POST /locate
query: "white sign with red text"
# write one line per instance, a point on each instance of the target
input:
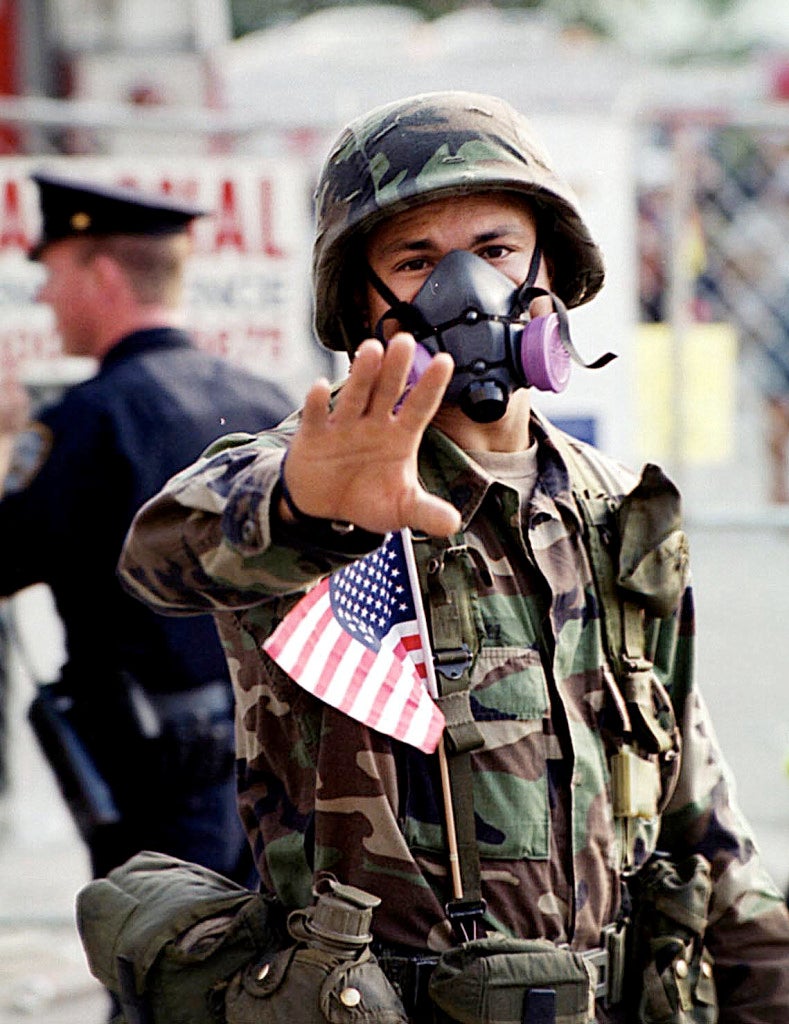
(247, 292)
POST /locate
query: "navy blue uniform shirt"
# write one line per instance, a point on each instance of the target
(107, 445)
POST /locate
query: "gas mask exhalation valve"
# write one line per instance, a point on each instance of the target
(471, 310)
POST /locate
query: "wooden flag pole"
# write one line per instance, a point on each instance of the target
(432, 684)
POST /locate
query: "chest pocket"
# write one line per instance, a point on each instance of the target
(509, 699)
(510, 702)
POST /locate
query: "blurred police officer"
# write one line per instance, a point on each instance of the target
(148, 697)
(578, 760)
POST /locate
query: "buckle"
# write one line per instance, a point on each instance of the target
(466, 918)
(600, 958)
(452, 662)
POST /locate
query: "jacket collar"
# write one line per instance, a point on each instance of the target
(449, 472)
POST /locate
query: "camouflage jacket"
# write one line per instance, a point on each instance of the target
(320, 792)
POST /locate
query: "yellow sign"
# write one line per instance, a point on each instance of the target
(686, 392)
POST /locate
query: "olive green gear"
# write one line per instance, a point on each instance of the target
(424, 147)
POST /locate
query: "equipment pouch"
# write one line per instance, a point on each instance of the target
(164, 935)
(329, 975)
(497, 979)
(672, 972)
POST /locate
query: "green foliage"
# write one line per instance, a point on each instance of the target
(248, 15)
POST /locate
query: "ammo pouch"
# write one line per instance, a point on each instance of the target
(163, 935)
(671, 973)
(329, 975)
(498, 980)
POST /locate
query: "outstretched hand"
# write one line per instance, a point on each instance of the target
(357, 461)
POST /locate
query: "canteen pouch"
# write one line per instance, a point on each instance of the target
(330, 975)
(671, 970)
(492, 980)
(163, 934)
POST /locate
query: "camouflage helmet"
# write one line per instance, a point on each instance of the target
(425, 147)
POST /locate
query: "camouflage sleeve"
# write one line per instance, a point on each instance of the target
(211, 540)
(748, 931)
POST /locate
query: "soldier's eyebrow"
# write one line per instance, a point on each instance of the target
(398, 246)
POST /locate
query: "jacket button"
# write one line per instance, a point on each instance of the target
(350, 996)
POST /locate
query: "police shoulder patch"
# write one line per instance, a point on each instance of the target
(31, 450)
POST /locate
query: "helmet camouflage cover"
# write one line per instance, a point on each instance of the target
(424, 147)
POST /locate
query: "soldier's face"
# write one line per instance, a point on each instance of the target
(496, 226)
(70, 291)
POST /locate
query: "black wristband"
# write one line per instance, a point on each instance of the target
(304, 517)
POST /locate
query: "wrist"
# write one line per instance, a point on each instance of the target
(296, 515)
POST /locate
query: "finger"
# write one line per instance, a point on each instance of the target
(315, 409)
(354, 396)
(424, 399)
(394, 376)
(435, 516)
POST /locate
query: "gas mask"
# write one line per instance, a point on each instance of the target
(474, 312)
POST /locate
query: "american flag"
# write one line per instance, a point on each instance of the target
(354, 642)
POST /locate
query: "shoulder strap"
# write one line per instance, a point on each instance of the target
(446, 570)
(639, 559)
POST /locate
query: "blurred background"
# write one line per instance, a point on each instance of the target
(670, 118)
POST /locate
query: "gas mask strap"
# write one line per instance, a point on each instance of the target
(533, 270)
(409, 317)
(528, 293)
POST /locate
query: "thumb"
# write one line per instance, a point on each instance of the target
(434, 515)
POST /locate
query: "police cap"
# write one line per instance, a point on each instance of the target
(75, 208)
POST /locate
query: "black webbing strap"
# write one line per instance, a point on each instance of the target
(446, 572)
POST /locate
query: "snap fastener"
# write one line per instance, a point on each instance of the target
(350, 996)
(249, 531)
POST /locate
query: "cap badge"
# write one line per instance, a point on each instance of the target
(80, 221)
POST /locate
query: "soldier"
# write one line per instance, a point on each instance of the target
(576, 743)
(139, 726)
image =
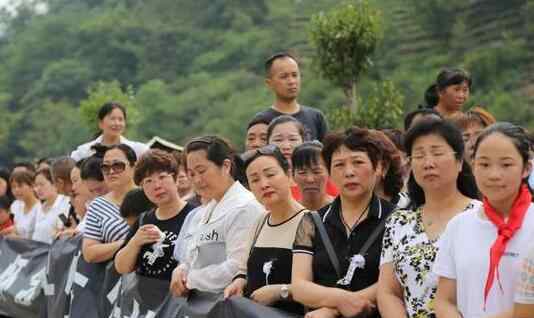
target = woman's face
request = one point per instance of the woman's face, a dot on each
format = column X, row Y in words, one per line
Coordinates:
column 4, row 216
column 116, row 170
column 3, row 187
column 44, row 189
column 353, row 173
column 268, row 181
column 498, row 168
column 21, row 191
column 286, row 136
column 434, row 164
column 160, row 188
column 113, row 124
column 206, row 175
column 470, row 135
column 453, row 97
column 312, row 180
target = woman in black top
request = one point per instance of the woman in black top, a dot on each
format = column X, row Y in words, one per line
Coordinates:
column 268, row 277
column 355, row 162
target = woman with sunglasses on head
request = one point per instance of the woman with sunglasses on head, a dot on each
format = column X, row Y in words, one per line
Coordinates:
column 440, row 186
column 212, row 249
column 105, row 229
column 336, row 255
column 268, row 275
column 112, row 123
column 311, row 175
column 481, row 251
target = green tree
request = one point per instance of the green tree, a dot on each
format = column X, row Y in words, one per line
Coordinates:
column 344, row 40
column 382, row 109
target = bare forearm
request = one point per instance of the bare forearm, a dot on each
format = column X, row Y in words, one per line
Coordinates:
column 314, row 295
column 101, row 252
column 126, row 259
column 391, row 306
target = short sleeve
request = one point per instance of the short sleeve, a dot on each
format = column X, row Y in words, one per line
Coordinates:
column 305, row 236
column 445, row 264
column 525, row 288
column 387, row 241
column 93, row 225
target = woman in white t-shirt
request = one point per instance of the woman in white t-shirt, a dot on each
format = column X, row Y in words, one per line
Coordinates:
column 481, row 250
column 26, row 205
column 52, row 205
column 111, row 122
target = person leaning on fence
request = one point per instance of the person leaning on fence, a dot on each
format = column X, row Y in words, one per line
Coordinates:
column 336, row 255
column 149, row 246
column 26, row 205
column 481, row 251
column 440, row 186
column 268, row 275
column 105, row 229
column 212, row 250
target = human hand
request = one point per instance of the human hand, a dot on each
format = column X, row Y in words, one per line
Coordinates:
column 322, row 313
column 267, row 295
column 235, row 288
column 146, row 234
column 178, row 286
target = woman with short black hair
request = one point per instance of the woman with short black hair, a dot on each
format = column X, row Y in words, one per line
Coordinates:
column 339, row 278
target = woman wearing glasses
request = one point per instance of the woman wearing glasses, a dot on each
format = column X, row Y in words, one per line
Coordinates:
column 440, row 187
column 105, row 229
column 112, row 123
column 268, row 275
column 212, row 249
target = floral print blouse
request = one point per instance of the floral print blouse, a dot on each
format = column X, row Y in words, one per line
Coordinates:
column 412, row 253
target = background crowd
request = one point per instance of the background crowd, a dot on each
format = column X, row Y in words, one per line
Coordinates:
column 433, row 220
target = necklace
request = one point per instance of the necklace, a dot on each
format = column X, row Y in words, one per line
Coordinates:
column 348, row 228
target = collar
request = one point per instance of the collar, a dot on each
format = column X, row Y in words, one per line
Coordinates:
column 375, row 208
column 234, row 198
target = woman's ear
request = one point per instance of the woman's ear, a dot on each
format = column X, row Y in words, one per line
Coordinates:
column 227, row 167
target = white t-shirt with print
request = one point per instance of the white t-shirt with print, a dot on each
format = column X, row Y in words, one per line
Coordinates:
column 24, row 222
column 464, row 256
column 47, row 222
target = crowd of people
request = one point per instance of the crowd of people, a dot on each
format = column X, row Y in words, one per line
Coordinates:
column 435, row 220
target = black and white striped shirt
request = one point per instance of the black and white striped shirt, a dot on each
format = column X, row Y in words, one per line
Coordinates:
column 103, row 222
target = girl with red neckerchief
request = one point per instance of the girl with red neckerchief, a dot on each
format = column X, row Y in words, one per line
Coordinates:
column 479, row 259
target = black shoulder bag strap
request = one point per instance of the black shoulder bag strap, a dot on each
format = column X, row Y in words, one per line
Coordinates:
column 319, row 225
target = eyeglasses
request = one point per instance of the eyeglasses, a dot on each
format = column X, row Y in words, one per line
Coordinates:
column 268, row 150
column 115, row 166
column 150, row 181
column 435, row 156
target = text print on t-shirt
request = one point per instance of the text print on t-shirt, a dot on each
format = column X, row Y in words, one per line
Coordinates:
column 158, row 250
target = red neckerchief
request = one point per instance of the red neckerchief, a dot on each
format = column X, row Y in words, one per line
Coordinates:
column 506, row 231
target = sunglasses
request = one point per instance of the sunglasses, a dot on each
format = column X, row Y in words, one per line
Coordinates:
column 116, row 166
column 268, row 150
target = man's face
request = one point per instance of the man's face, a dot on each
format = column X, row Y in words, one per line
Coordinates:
column 284, row 78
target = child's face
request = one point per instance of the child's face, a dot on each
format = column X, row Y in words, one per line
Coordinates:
column 4, row 216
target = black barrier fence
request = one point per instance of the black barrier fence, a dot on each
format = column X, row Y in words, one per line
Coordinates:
column 38, row 280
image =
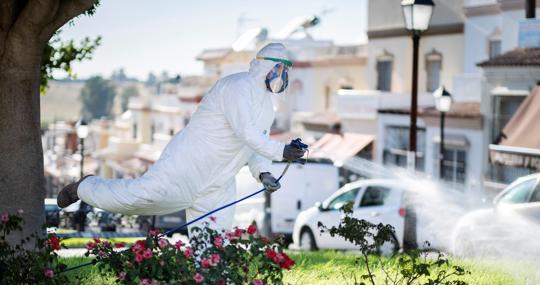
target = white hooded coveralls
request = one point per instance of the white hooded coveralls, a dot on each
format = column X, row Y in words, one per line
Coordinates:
column 197, row 169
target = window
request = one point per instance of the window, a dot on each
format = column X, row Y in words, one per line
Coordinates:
column 135, row 131
column 374, row 196
column 396, row 144
column 433, row 70
column 343, row 199
column 384, row 71
column 494, row 46
column 518, row 193
column 454, row 165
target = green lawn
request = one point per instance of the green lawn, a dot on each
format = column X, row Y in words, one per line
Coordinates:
column 336, row 268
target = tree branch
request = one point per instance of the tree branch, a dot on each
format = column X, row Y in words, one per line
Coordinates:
column 68, row 10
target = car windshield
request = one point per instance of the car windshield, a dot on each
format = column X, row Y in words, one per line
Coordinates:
column 343, row 199
column 375, row 196
column 518, row 193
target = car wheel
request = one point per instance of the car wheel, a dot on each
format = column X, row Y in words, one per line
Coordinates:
column 307, row 240
column 389, row 248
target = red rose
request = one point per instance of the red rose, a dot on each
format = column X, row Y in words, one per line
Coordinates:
column 218, row 241
column 238, row 232
column 90, row 245
column 270, row 253
column 198, row 278
column 252, row 229
column 205, row 263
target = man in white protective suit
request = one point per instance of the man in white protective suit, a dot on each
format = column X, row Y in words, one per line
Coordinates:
column 197, row 169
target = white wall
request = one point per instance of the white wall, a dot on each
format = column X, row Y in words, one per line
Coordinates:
column 450, row 46
column 478, row 30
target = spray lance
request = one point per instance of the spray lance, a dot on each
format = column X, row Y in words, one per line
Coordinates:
column 297, row 143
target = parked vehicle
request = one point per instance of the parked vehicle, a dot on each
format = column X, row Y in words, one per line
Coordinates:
column 376, row 201
column 301, row 187
column 163, row 222
column 511, row 226
column 52, row 213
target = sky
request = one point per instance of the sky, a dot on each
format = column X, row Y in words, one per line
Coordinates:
column 167, row 35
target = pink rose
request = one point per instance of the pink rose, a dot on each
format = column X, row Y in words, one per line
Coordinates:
column 140, row 245
column 218, row 241
column 188, row 253
column 215, row 258
column 138, row 258
column 146, row 281
column 198, row 278
column 163, row 243
column 205, row 263
column 252, row 229
column 238, row 232
column 49, row 273
column 147, row 254
column 122, row 276
column 258, row 282
column 90, row 245
column 4, row 218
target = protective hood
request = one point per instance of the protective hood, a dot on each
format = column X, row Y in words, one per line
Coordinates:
column 259, row 68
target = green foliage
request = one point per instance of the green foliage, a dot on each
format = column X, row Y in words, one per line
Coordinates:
column 59, row 56
column 127, row 93
column 97, row 97
column 211, row 257
column 33, row 260
column 413, row 267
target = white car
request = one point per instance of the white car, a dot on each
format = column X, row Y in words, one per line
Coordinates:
column 301, row 187
column 510, row 227
column 376, row 201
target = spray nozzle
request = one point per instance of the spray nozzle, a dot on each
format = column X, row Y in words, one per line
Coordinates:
column 299, row 144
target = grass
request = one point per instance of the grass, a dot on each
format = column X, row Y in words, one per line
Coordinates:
column 331, row 267
column 81, row 242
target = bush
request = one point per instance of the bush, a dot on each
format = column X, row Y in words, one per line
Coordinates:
-=-=-=-=-
▶ _Exercise aim_
Rewrite the part of the entries that opens with the line containing "target = green tree" and closes with the line containing "column 382, row 109", putting "mark" in place of "dot" and leaving everything else as it is.

▶ _In response_
target = green tree
request = one point per instance of the green tree, a mark on each
format = column X, row Y in words, one per line
Coordinates:
column 344, row 40
column 382, row 109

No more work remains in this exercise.